## TASK DESCRIPTION:
Could you count how many lines of the data include "hair" and answer with the number only?

## PROVIDED INFORMATION:

+ + + + +

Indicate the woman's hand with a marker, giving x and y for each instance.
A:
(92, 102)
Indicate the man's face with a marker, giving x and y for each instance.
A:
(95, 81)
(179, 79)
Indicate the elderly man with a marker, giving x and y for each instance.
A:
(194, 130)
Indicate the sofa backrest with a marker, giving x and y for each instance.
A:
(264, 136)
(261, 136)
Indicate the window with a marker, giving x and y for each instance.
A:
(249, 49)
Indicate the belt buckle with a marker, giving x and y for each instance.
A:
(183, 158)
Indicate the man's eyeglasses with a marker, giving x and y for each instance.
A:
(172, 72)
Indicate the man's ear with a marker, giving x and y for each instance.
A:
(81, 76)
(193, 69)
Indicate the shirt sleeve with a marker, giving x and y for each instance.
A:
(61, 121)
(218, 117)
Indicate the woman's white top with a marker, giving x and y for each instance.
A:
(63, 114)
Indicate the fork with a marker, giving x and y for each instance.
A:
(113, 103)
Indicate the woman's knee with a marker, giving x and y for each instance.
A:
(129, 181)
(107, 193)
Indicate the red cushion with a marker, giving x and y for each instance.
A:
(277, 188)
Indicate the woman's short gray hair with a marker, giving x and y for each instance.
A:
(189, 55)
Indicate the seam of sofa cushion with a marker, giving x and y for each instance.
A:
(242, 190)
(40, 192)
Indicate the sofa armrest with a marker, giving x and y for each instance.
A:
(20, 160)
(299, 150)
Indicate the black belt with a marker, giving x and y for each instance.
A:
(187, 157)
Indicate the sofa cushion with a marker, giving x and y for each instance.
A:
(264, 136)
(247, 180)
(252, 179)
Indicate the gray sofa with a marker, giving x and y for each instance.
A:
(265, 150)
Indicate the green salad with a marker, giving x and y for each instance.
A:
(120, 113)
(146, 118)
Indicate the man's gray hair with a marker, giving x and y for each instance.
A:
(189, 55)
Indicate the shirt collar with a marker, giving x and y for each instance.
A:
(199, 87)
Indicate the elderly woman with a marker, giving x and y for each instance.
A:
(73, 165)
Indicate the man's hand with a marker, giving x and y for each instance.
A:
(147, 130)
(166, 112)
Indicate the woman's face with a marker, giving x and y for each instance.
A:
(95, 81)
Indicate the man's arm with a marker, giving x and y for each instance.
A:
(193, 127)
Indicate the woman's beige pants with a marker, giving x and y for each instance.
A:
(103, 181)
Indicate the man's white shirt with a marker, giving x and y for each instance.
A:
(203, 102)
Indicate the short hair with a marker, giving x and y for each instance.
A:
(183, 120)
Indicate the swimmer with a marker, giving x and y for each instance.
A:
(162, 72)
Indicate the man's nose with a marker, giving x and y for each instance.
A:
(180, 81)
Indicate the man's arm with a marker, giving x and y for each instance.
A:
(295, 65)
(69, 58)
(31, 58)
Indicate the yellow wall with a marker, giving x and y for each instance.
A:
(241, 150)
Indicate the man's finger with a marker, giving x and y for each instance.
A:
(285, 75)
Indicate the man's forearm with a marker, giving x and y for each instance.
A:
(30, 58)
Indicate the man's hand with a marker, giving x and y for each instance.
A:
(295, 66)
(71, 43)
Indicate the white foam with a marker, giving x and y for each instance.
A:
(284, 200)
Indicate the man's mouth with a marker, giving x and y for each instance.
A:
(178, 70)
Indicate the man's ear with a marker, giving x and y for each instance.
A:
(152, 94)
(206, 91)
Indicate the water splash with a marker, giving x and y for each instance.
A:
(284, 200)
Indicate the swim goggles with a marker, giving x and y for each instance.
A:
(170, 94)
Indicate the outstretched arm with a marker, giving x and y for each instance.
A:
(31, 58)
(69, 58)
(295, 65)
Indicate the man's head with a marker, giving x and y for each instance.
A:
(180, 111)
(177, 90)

+ + + + +

## RESPONSE:
3